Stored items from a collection
◆ ◆ ◆ ◆ ◆
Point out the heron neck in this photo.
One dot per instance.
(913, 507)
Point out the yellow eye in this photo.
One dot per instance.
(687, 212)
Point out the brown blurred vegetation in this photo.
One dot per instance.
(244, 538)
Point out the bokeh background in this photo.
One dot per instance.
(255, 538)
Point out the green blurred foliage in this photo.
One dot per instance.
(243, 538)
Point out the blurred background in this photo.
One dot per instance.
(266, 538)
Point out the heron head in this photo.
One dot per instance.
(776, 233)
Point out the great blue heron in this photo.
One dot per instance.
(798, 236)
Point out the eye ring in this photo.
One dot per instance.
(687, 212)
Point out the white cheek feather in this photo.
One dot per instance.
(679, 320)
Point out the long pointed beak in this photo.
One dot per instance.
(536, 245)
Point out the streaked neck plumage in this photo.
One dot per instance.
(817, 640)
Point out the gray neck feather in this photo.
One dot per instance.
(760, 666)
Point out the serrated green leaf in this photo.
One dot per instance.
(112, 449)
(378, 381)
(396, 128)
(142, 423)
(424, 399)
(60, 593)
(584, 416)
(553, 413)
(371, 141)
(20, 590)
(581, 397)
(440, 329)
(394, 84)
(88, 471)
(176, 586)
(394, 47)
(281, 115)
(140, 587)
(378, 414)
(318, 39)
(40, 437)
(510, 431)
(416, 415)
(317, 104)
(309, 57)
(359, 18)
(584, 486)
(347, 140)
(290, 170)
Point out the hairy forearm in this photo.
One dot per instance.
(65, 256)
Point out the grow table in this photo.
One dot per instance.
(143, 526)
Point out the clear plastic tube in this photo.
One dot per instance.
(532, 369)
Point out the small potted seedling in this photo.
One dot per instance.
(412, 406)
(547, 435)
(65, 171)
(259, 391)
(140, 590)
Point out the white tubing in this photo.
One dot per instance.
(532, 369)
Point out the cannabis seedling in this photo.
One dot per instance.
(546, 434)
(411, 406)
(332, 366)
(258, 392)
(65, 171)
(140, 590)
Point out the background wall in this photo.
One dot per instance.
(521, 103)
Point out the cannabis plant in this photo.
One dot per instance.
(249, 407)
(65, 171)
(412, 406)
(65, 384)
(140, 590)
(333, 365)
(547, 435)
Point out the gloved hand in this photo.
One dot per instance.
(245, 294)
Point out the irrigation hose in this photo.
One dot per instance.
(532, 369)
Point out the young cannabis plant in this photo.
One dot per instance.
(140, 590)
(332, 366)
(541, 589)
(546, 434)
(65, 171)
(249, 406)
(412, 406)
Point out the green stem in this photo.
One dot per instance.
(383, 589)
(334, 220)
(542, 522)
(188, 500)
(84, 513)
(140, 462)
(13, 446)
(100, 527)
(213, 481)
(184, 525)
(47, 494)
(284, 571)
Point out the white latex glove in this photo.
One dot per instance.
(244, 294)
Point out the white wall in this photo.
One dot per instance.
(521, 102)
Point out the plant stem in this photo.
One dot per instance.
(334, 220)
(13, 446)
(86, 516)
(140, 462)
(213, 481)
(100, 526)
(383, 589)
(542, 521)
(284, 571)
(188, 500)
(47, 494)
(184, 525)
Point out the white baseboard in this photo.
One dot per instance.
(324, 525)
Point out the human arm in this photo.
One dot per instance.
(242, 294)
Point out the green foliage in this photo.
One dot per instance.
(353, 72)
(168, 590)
◆ ◆ ◆ ◆ ◆
## Exercise
The full set of records must be output again exactly.

## Answer to the exercise
Point out the heron neck in this photo.
One dot per instance.
(913, 507)
Point out the yellow eye in this photo.
One dot per instance.
(687, 212)
Point out the brown blurred vegetation in this photo.
One dot per instance.
(244, 538)
Point out the bokeh background in this photo.
One dot per instance.
(255, 538)
Point out the green blurred foliage in this photo.
One dot per instance.
(243, 538)
Point out the blurred background in this photo.
One dot per instance.
(266, 538)
Point out the heron head in this photo.
One dot per instance.
(776, 233)
Point out the great blue heron in this photo.
One dot per instance.
(798, 236)
Point out the eye ring in this photo.
One dot per instance.
(687, 212)
Point out the white cheek feather in this photo.
One dot per instance.
(679, 320)
Point out the long pointed beak in this photo.
One dot per instance.
(536, 245)
Point out the streaked neck plumage in this photo.
One dot per instance.
(817, 640)
Point out the gray neck feather in this photo.
One dot per instance.
(760, 666)
Point out the serrated green leaf in this photo.
One dot per instance.
(112, 449)
(378, 381)
(396, 128)
(142, 423)
(424, 399)
(60, 593)
(584, 416)
(553, 413)
(371, 141)
(20, 590)
(581, 397)
(440, 329)
(394, 84)
(88, 471)
(176, 586)
(394, 47)
(281, 115)
(140, 587)
(378, 414)
(318, 39)
(40, 437)
(510, 431)
(416, 415)
(317, 104)
(309, 57)
(359, 18)
(584, 486)
(347, 140)
(290, 170)
Point out the hairy forearm in this photo.
One dot per instance.
(65, 256)
Point out the grow table in this photo.
One dot per instance.
(143, 526)
Point out the clear plastic tube in this photo.
One dot per instance.
(532, 369)
Point out the small potted seedling in this photo.
One dot per instance.
(412, 406)
(547, 435)
(65, 171)
(259, 391)
(140, 590)
Point out the white tubing in this photo.
One dot per instance.
(532, 369)
Point out the cannabis seedling in this photo.
One dot per instance.
(546, 434)
(411, 406)
(332, 366)
(258, 392)
(65, 171)
(140, 590)
Point out the background wall in this photo.
One dot per instance.
(521, 103)
Point out the cannabis plant in this photo.
One dot per instance.
(249, 407)
(65, 171)
(412, 406)
(65, 384)
(140, 590)
(333, 365)
(547, 435)
Point out the gloved hand in this photo.
One dot per instance.
(245, 294)
Point out the irrigation hose in this photo.
One dot per instance.
(532, 369)
Point out the young cannabis plant in this photo.
One dot per instance.
(140, 590)
(332, 366)
(541, 589)
(546, 434)
(65, 171)
(249, 406)
(412, 406)
Point out the green stem in this photo.
One dot per instance.
(383, 589)
(334, 220)
(542, 522)
(188, 500)
(84, 513)
(140, 462)
(13, 446)
(100, 527)
(213, 481)
(184, 525)
(47, 494)
(284, 571)
Point out the white latex glove in this photo.
One dot per instance.
(244, 294)
Point out the white wall in this photo.
One dot per instance.
(521, 102)
Point out the plant stem in this photo.
One dot per instance.
(334, 220)
(13, 446)
(86, 516)
(140, 462)
(213, 481)
(100, 526)
(383, 589)
(542, 521)
(284, 571)
(188, 500)
(47, 494)
(184, 525)
Point out the white baseboard in this photo.
One dot per instance.
(324, 525)
Point out the human arm in this photo.
One dot per instance.
(242, 294)
Point out the green foliage in this photo.
One dot per instance.
(353, 72)
(168, 590)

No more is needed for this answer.